Text excerpt:

BEGIN

Journalist and science writer discusses her wry new book re-contextualizing the phallus
Featured Book: Phallacy
The fallacy sold to many of us is that the penis signals dominance and power. But this wry and penetrating book reveals that in fact nature did not shape the penis--or the human attached to it--to have the upper...hand.
Phallacy looks closely at some of nature's more remarkable examples of penises and the many lessons to learn from them. In tracing how we ended up positioning our nondescript penis as a pulsing, awe-inspiring shaft of all masculinity and human dominance, Phallacy also shows what we can do to put that penis back where it belongs.
Emphasizing our human capacities for impulse control, Phallacy ultimately challenges the toxic message that the penis makes the man and the man can't control himself. With instructive illustrations of unusual genitalia and tales of animal mating rituals that will make you particularly happy you are not a bedbug, Phallacy shows where humans fit on the continuum from fun to fatal phalli and why the human penis is an implement for intimacy, not intimidation.
Emily Willingham is a journalist and science writer who earned a PhD in biology and completed a postdoctoral fellowship in urology, both after taking a bachelor's degree in English literature. She is coauthor of The Informed Parent: A Science-Based Resource for Your Child's First Four Years, and her writing has appeared in the Washington Post, The Wall Street Journal, Aeon, Undark, San Francisco Chronicle, and many other outlets. She is a regular contributor to Scientific American.

END

Dataset extract:
BEGIN

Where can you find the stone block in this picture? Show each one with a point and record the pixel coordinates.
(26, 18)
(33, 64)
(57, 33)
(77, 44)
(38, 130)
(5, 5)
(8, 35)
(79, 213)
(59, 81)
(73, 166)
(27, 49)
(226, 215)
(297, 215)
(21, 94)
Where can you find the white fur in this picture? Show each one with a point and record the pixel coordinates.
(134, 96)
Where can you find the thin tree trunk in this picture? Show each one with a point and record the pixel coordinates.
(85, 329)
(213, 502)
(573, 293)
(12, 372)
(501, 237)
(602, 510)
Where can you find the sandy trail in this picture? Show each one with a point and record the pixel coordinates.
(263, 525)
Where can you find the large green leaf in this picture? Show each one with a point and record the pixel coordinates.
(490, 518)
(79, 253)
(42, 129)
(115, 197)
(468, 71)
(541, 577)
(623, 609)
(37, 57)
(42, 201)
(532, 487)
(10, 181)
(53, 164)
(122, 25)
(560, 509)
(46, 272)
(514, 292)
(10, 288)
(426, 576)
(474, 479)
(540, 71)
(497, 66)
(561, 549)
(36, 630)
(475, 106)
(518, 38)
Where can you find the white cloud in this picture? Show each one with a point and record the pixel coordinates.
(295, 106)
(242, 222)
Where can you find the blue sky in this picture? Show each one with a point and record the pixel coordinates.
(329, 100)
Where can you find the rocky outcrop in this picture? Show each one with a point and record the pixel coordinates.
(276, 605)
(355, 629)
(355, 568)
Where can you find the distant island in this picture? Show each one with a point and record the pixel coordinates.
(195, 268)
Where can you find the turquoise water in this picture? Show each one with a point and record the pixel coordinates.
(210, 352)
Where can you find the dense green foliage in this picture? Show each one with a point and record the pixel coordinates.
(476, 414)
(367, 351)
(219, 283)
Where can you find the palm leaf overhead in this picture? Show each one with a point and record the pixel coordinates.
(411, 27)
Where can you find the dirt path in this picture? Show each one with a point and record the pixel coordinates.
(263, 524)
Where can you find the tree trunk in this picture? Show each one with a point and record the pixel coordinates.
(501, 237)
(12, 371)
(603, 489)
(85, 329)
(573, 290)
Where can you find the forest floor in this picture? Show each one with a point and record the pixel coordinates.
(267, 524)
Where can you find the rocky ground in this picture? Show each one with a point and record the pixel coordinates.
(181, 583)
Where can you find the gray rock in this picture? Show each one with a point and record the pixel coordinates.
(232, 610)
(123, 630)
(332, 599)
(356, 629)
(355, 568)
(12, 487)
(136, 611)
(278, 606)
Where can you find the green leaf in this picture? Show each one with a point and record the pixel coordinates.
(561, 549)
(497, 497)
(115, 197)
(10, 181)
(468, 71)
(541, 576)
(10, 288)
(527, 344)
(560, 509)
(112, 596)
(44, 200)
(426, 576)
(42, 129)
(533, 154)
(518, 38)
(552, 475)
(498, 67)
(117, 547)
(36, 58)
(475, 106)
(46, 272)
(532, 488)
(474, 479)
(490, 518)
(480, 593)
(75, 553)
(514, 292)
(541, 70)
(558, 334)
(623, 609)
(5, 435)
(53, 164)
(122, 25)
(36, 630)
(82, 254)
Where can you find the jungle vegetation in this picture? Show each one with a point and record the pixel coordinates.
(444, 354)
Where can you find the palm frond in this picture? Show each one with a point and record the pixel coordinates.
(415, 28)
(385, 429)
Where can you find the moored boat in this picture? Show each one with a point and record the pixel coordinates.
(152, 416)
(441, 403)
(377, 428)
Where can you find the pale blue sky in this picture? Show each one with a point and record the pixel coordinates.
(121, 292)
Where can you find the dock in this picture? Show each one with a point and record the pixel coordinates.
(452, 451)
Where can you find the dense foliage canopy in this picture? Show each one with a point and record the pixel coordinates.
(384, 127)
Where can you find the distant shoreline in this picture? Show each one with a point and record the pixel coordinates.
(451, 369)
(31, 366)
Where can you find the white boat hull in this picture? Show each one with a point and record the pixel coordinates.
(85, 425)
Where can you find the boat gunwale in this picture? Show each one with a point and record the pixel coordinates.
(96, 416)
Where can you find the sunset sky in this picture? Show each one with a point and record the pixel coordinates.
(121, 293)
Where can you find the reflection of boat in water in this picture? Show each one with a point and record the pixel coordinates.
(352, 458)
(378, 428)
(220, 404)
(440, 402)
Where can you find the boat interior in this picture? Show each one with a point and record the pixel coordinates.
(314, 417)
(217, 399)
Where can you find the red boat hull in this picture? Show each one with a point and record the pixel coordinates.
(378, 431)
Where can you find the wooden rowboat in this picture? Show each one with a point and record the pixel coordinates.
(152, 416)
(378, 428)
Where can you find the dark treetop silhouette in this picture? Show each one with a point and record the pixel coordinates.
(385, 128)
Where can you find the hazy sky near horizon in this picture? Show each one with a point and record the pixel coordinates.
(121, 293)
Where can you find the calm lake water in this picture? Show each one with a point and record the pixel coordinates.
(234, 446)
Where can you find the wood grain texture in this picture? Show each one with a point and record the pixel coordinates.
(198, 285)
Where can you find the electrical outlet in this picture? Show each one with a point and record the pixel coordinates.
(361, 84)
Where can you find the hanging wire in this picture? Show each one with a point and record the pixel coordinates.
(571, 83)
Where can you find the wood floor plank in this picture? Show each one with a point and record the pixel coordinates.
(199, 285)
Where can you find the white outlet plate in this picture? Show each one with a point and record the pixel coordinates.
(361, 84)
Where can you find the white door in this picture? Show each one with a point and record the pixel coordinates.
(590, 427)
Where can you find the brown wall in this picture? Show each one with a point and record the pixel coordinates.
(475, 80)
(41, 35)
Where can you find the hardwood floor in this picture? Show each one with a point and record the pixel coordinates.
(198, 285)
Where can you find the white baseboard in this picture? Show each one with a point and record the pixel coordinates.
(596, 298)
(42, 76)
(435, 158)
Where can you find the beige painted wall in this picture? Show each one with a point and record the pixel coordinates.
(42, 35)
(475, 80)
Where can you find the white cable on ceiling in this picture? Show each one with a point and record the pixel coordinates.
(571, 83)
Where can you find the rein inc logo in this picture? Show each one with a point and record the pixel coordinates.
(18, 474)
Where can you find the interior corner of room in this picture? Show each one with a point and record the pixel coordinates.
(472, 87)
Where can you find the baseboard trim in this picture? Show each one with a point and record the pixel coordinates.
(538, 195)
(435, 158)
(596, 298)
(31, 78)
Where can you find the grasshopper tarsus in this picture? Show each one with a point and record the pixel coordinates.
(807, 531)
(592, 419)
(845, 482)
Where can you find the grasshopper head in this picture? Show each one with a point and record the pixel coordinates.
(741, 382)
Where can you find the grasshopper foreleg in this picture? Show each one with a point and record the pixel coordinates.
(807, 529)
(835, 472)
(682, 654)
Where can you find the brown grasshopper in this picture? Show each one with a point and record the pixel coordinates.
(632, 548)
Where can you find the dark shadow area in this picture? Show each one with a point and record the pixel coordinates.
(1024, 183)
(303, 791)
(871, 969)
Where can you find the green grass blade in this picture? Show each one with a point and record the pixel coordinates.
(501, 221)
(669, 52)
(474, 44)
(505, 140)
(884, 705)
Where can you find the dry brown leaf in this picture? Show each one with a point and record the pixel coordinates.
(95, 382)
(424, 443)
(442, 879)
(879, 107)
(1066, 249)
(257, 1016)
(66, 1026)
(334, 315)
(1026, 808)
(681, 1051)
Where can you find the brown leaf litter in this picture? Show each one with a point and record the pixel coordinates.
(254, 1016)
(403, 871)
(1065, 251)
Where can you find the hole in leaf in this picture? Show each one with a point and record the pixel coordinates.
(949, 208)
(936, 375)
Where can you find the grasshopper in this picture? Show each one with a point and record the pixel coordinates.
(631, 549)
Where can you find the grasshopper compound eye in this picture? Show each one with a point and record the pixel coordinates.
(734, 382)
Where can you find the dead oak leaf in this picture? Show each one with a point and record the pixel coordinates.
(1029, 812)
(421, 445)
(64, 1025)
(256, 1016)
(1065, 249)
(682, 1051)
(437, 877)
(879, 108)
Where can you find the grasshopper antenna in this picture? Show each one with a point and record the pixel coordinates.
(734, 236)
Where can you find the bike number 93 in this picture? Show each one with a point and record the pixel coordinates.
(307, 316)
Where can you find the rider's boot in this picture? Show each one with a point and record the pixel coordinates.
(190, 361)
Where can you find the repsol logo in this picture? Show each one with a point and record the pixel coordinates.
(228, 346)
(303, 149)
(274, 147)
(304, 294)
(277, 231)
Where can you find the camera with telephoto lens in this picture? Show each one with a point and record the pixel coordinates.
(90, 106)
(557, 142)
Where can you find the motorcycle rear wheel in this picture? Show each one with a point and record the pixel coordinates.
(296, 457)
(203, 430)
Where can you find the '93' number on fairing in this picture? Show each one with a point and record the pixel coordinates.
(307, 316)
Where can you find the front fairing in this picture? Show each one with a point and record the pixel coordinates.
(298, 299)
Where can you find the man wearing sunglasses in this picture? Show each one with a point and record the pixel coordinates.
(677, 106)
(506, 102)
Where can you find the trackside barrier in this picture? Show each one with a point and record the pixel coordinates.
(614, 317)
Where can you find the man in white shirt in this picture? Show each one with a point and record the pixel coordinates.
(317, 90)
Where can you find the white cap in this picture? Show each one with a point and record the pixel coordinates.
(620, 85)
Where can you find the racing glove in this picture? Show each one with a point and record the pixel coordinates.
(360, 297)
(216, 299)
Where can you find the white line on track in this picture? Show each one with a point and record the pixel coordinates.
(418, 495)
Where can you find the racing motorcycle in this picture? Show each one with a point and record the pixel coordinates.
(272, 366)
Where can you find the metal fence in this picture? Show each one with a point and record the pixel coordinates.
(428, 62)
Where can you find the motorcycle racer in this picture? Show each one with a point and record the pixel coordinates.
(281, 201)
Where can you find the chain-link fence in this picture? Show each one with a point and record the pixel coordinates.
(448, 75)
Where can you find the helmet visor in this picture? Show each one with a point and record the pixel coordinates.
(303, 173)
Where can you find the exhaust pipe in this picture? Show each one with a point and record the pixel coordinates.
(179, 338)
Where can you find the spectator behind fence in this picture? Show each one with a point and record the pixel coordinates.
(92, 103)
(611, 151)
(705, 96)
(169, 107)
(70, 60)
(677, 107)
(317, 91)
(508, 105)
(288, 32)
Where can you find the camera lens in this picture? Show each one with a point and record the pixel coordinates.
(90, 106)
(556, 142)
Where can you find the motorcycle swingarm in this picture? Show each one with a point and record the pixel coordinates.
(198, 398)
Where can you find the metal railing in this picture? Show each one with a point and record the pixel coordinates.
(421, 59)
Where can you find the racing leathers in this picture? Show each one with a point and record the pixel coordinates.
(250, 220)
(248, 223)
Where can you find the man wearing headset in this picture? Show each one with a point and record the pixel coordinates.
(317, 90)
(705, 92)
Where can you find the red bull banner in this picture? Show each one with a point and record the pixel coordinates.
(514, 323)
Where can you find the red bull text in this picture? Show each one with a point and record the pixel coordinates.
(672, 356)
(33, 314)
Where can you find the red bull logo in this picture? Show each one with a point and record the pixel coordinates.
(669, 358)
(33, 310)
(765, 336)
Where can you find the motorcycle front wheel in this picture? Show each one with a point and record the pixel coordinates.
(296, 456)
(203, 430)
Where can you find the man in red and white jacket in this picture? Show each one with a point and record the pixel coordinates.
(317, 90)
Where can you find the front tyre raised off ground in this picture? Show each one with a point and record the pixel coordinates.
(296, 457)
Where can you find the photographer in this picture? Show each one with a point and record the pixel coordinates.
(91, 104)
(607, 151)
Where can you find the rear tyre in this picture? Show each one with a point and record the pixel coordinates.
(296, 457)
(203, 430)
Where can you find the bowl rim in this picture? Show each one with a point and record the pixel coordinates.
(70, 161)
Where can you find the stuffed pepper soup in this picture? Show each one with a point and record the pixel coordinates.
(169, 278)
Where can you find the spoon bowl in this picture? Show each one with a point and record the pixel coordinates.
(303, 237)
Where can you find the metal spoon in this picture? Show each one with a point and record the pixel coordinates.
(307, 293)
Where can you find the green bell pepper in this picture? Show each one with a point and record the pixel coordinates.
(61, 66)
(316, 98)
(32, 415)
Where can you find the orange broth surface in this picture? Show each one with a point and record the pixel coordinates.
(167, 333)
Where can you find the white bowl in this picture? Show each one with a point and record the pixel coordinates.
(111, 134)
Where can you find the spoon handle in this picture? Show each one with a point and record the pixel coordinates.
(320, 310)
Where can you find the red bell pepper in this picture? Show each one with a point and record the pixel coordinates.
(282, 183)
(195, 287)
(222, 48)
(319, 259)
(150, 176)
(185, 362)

END

Problems to solve:
**A)** In the book description, in what field did Emily Willingham complete her postdoctoral fellowship?
**B)** Quote the passage of the book description that begins with the words containing "Phallacy looks closely" and ends with "intimacy, not intimidation.".

Answers for this exercise:
**A)** Urology.

**B)**
Phallacy looks closely at some of nature's more remarkable examples of penises and the many lessons to learn from them. In tracing how we ended up positioning our nondescript penis as a pulsing, awe-inspiring shaft of all masculinity and human dominance, Phallacy also shows what we can do to put that penis back where it belongs.
Emphasizing our human capacities for impulse control, Phallacy ultimately challenges the toxic message that the penis makes the man and the man can't control himself. With instructive illustrations of unusual genitalia and tales of animal mating rituals that will make you particularly happy you are not a bedbug, Phallacy shows where humans fit on the continuum from fun to fatal phalli and why the human penis is an implement for intimacy, not intimidation.